**Given request:**
Write out, word for word, the passage of the report on reuniting separated families below that begins at the words "NBC News reports that" and stops after "signing the order.".

**Provided text:**
━━━━━━

Lawyers and advocates working to reunite families ripped apart at the southern border by the previous administration say they’ve found the parents of an additional 105 children since last month, NBC News reports. However, efforts to locate the parents of other 505 children remain ongoing, with lawyers and advocates saying they’ve been unable to locate parents for 322 children because they were likely deported.
NBC News reports that the updated information comes from the latest filing in litigation that in the summer of 2018 forced the previous administration to stop separating families. This is the first court filing under President Joe Biden’s administration, which this month announced a federal task force to undo the previous administration’s humanitarian disaster. "By the grace of God and goodwill of the neighbors, we'll reunite these children and reestablish our reputation as being a haven for people in need," Biden said while signing the order.

━━━━━━

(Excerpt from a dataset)

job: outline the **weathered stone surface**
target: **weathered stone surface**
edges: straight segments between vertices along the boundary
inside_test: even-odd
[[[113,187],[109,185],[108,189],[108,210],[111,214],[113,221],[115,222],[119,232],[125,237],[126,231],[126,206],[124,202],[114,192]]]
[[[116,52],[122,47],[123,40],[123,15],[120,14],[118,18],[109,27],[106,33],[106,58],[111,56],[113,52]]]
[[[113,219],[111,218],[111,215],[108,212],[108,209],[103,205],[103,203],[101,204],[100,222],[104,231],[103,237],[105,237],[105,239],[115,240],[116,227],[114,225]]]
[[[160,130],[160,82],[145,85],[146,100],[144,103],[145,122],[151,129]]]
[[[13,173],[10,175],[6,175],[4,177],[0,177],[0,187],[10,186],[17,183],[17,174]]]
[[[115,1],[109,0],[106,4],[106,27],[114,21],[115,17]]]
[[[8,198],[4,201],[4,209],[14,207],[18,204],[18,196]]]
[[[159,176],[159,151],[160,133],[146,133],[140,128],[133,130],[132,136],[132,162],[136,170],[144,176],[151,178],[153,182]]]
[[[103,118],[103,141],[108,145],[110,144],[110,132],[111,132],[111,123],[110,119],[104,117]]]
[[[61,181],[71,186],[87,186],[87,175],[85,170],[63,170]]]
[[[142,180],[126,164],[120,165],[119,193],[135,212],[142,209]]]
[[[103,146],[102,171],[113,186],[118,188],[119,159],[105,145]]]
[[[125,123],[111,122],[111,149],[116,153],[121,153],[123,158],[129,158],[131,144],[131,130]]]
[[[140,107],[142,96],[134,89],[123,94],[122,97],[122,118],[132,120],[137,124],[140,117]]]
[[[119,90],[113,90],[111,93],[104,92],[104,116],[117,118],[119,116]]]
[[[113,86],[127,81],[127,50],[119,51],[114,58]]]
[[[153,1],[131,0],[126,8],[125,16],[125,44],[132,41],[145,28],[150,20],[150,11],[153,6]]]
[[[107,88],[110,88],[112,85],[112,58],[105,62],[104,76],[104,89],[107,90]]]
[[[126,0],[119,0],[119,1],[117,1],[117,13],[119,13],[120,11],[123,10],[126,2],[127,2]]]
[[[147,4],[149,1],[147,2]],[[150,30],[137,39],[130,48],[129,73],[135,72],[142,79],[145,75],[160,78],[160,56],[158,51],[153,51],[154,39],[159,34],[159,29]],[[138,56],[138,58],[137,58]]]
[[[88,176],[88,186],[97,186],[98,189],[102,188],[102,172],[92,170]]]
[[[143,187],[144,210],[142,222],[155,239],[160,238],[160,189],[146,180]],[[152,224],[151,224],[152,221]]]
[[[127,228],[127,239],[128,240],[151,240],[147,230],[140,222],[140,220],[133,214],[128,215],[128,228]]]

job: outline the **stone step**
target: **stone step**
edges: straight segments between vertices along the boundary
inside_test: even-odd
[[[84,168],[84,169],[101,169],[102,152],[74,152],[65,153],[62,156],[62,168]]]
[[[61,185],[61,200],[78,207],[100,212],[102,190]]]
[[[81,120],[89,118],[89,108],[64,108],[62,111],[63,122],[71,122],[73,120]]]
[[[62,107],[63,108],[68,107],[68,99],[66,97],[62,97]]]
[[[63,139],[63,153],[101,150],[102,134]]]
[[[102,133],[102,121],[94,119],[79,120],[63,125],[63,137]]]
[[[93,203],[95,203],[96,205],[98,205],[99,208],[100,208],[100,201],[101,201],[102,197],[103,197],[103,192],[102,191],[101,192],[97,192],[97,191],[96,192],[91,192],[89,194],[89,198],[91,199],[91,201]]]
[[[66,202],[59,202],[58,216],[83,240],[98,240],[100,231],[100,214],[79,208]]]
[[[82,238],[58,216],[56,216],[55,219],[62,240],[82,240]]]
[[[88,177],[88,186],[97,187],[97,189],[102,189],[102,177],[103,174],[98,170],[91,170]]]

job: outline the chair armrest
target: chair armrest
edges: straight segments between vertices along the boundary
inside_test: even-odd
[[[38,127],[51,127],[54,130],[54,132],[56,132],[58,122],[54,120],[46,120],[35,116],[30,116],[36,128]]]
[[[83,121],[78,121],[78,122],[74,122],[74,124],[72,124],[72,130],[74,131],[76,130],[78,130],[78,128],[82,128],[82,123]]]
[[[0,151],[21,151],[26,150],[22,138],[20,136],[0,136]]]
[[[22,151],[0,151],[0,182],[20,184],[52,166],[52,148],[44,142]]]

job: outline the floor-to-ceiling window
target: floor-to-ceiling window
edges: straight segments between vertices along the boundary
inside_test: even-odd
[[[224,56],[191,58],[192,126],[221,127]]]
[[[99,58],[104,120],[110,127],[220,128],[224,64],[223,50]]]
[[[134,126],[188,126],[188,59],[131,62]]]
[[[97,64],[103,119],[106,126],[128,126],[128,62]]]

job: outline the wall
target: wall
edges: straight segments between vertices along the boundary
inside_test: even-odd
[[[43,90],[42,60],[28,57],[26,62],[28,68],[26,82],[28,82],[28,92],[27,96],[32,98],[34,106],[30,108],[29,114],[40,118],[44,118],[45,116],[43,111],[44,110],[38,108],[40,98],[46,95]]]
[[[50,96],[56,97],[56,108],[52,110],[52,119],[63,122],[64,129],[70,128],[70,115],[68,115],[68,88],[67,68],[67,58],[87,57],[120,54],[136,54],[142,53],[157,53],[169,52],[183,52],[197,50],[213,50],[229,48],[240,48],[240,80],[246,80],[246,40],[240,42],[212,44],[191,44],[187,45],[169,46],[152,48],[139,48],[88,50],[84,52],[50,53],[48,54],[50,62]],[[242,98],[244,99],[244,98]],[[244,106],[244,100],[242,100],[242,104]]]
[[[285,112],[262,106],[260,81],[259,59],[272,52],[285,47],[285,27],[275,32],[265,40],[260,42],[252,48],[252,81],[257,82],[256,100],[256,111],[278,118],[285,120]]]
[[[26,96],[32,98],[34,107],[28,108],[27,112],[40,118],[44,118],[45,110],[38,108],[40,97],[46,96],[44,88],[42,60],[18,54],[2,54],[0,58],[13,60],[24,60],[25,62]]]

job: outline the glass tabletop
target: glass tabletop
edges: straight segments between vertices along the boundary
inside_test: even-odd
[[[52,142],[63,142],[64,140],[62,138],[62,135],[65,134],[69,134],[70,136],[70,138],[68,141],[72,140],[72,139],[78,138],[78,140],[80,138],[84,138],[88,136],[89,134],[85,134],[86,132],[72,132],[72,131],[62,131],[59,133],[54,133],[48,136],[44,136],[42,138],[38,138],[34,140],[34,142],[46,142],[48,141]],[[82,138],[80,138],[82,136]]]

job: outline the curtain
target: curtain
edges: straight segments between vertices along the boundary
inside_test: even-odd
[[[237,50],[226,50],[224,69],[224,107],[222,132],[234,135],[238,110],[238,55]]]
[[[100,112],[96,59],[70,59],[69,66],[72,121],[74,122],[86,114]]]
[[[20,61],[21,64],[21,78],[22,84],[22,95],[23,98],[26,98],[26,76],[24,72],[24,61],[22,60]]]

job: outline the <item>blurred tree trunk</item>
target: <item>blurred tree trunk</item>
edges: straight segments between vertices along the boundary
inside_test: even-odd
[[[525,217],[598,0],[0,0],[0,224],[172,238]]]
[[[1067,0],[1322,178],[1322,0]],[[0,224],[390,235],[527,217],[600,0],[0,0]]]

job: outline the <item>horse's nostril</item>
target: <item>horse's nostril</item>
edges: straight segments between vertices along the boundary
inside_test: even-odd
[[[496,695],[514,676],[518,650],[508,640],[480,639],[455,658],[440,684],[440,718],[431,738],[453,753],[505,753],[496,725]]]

━━━━━━

**Complete output:**
NBC News reports that the updated information comes from the latest filing in litigation that in the summer of 2018 forced the previous administration to stop separating families. This is the first court filing under President Joe Biden’s administration, which this month announced a federal task force to undo the previous administration’s humanitarian disaster. "By the grace of God and goodwill of the neighbors, we'll reunite these children and reestablish our reputation as being a haven for people in need," Biden said while signing the order.